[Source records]
^^^^^^^^^^^^^^^^
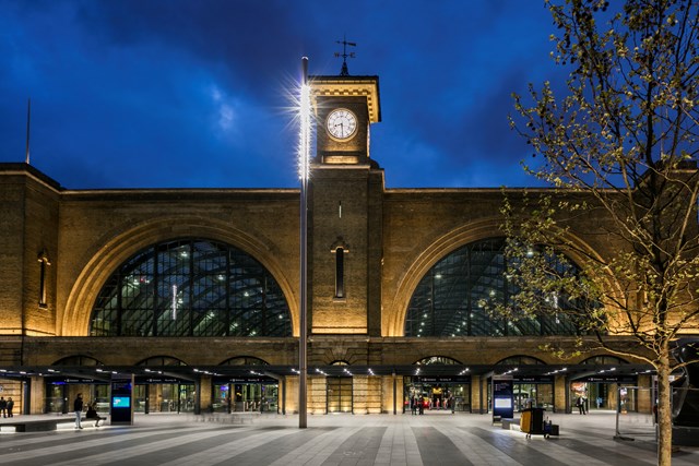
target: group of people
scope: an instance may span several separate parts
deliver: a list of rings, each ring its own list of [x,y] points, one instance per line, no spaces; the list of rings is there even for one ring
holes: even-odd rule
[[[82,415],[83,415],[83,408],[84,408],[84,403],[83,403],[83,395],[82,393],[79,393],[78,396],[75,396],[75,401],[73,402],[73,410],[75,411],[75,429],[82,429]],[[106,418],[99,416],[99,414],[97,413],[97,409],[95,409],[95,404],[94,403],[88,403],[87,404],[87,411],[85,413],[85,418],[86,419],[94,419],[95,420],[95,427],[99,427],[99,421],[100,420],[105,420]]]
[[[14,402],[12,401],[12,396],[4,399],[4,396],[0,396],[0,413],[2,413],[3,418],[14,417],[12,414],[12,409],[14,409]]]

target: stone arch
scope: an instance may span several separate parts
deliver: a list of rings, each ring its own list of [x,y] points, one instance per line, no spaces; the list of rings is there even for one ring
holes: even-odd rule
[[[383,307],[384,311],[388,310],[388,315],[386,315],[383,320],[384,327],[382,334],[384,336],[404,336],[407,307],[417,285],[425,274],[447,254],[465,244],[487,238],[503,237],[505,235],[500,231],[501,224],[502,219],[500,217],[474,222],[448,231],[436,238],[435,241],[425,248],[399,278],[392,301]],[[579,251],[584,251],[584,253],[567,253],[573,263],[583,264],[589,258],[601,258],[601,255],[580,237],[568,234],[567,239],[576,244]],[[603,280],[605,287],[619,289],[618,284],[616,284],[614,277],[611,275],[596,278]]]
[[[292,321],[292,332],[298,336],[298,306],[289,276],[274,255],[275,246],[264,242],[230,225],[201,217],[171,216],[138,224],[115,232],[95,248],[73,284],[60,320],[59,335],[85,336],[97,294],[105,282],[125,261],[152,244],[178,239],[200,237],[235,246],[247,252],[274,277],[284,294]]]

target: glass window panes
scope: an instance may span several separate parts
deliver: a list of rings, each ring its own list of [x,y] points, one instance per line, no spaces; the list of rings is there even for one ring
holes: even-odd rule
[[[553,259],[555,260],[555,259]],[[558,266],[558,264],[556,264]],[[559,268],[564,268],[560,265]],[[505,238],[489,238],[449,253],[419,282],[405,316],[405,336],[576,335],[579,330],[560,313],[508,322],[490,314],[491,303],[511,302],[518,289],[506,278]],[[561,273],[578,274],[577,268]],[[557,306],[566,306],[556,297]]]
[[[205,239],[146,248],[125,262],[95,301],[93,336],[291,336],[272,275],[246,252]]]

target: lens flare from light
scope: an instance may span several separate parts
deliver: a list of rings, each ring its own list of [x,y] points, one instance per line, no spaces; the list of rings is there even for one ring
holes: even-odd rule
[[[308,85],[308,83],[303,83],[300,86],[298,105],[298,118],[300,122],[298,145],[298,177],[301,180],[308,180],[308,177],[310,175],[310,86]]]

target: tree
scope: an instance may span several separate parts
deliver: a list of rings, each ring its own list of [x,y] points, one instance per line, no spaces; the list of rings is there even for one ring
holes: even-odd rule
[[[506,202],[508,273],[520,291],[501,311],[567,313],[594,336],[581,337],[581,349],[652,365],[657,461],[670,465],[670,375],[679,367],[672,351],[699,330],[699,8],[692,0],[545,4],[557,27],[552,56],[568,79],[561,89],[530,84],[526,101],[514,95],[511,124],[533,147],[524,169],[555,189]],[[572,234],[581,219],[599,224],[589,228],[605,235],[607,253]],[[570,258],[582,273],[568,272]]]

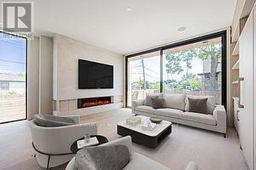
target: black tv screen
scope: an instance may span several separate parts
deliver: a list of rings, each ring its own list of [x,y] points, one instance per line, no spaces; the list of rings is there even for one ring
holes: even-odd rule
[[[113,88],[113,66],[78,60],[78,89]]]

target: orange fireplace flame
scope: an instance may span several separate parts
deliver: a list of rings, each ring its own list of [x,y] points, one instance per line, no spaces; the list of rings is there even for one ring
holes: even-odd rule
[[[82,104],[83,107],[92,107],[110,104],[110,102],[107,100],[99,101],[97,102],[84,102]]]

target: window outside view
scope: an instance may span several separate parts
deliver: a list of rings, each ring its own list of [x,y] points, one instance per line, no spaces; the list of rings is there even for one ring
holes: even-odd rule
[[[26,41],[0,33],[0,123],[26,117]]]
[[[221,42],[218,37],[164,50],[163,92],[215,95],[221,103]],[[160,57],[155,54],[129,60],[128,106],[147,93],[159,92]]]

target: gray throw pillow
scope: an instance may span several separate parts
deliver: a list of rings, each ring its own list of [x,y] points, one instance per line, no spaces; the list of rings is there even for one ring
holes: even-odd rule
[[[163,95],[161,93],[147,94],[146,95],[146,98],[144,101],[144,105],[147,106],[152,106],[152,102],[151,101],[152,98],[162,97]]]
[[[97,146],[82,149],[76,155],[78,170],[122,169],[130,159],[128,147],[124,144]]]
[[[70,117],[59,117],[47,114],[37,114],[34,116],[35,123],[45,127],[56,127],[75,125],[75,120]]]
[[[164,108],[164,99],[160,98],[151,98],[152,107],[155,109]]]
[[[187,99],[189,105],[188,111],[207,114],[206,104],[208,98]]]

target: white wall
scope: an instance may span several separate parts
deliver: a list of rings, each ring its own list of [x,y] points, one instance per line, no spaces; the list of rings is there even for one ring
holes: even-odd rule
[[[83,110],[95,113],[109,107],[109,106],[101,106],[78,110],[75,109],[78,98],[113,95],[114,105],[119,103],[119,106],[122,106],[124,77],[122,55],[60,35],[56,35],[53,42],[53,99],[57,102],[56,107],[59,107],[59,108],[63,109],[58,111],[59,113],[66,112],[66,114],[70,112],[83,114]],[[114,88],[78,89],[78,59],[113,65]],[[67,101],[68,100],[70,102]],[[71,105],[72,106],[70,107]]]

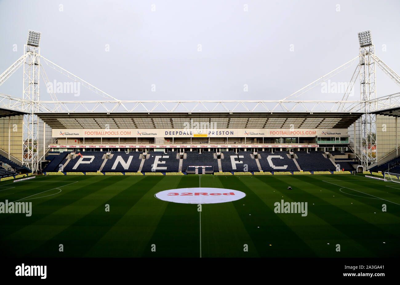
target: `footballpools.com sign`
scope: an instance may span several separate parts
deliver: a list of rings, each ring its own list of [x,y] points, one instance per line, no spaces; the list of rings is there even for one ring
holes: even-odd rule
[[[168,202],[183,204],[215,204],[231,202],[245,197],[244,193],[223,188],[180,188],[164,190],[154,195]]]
^^^^^^^^^^^^^^^^
Rewrite the lines starting at the one containing "target: tree" and ending at the one containing "[[[187,99],[189,105],[188,111],[207,114],[206,104],[208,98]]]", substituting "nonzero winding rule" for every "even-odd rule" and leaving everything else unchanged. Leave the pictures out of your answer.

target: tree
scope: an instance may span several separate parts
deliver: a list of rings, each ring its own list of [x,y] points, one instance per line, no spaces; the list of rings is there even for one ring
holes: nonzero winding rule
[[[506,202],[508,273],[520,291],[501,311],[567,313],[594,336],[581,337],[581,349],[652,365],[657,461],[670,465],[670,375],[679,367],[672,351],[699,330],[699,8],[692,0],[545,4],[557,27],[552,56],[568,79],[561,89],[530,84],[526,101],[514,95],[511,124],[533,147],[524,169],[555,189]],[[572,234],[581,219],[599,224],[589,228],[605,235],[607,253]],[[570,258],[582,273],[568,272]]]

target: black tv screen
scope: an instance may span several separate parts
deliver: a list of rings, each ring its own list of [x,y] points, one instance per line, no spaces; the list of rings is there even for one ring
holes: nonzero winding rule
[[[113,88],[113,66],[78,60],[78,89]]]

target: orange fireplace flame
scope: an instance may span several separate parts
deliver: a list of rings, each ring its own list of [x,y] points, one instance per line, no spaces; the list of rings is there even for one ring
holes: nonzero winding rule
[[[82,104],[83,107],[92,107],[110,104],[110,102],[107,100],[99,101],[97,102],[84,102]]]

target: window outside view
scope: an instance may span several separate parts
deliver: a list of rings, each ring its own list of [x,y] points, one instance per line, no spaces; the list of rings is there even for one ring
holes: nonzero winding rule
[[[26,41],[0,33],[0,123],[26,117]]]
[[[221,42],[218,37],[164,50],[163,92],[215,95],[221,103]],[[160,57],[155,54],[129,60],[128,106],[147,93],[159,92]]]

target: gray throw pillow
scope: an instance may span several separate parts
deliver: a list of rings, each ring its own list of [x,y] points, one instance per line, no spaces; the list of rings is there even for one ring
holes: nonzero winding rule
[[[163,95],[161,93],[147,94],[146,95],[146,98],[144,101],[144,105],[147,106],[152,106],[152,102],[151,101],[152,98],[162,97]]]
[[[97,146],[82,149],[76,155],[78,170],[122,169],[130,159],[128,147],[124,144]]]
[[[70,117],[59,117],[47,114],[37,114],[34,116],[35,123],[45,127],[56,127],[75,125],[75,120]]]
[[[164,108],[164,99],[160,98],[151,98],[152,107],[155,109]]]
[[[187,99],[189,105],[188,111],[207,114],[206,104],[208,98]]]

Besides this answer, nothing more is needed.